Document extract:
────────────────
Monday, December 28th, 2015

Recipe: carne adovada empanadas

The last week of December – that time between Christmas and the new year – always tends to be one of the busiest at the ski resorts. Lots of people take time off for the holidays and head to the slopes with their families and extended families and friends. After the last good powder day on Christmas, we’ve switched from skiing the mountain to hitting the Nordic trails. The big storm tracks have cleared out and the trails are firming up under bluebird skies for some great skate ski conditions. It’s such a great workout that single digit (Fahrenheit) temperatures actually feel pretty good, unless you stop moving… then it gets quite cold quite fast.


jeremy wears two passes: his and neva’s



I’m also using this opportunity to work on some baby quilts. Actually, LOTS of baby quilts – some of which are for babies that aren’t babies anymore, but bona fide kids! I may be years late, but the sentiment is there. Plus, I carried two of my baby blankets around with me until… well, I have them in my bedroom now. These are flannel rag quilts because I don’t have the skill or time to make anything more complicated. Squares are good enough for me.
────────────────
Data:
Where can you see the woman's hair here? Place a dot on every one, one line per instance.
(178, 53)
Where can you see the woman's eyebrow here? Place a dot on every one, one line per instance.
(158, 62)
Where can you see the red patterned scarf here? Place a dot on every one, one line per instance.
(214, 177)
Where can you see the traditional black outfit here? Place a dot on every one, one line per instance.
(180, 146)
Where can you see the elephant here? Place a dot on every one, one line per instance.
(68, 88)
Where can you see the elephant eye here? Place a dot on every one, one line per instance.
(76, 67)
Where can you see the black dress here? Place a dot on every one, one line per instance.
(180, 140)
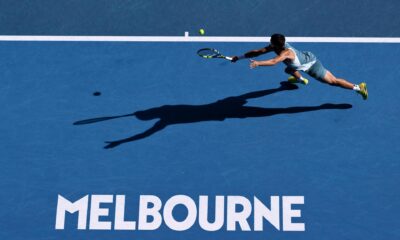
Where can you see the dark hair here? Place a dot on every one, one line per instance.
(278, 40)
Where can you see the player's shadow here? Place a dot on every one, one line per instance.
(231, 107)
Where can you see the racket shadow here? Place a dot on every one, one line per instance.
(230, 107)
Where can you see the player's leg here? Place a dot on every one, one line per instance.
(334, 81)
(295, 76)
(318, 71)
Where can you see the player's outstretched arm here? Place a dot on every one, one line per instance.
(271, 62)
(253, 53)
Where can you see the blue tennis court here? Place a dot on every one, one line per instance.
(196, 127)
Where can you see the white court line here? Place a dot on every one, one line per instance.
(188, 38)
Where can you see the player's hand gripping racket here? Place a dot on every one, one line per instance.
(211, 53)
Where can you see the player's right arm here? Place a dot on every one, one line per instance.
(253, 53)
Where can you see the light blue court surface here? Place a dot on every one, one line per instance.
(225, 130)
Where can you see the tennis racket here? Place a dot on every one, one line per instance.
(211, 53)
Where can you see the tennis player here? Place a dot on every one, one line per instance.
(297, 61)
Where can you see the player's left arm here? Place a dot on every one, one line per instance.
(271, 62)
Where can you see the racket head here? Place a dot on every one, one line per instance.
────────────────
Type out the part of the empanada recipe post between "Monday, December 28th, 2015" and "cold quite fast.", inclusive.

Monday, December 28th, 2015

Recipe: carne adovada empanadas

The last week of December – that time between Christmas and the new year – always tends to be one of the busiest at the ski resorts. Lots of people take time off for the holidays and head to the slopes with their families and extended families and friends. After the last good powder day on Christmas, we’ve switched from skiing the mountain to hitting the Nordic trails. The big storm tracks have cleared out and the trails are firming up under bluebird skies for some great skate ski conditions. It’s such a great workout that single digit (Fahrenheit) temperatures actually feel pretty good, unless you stop moving… then it gets quite cold quite fast.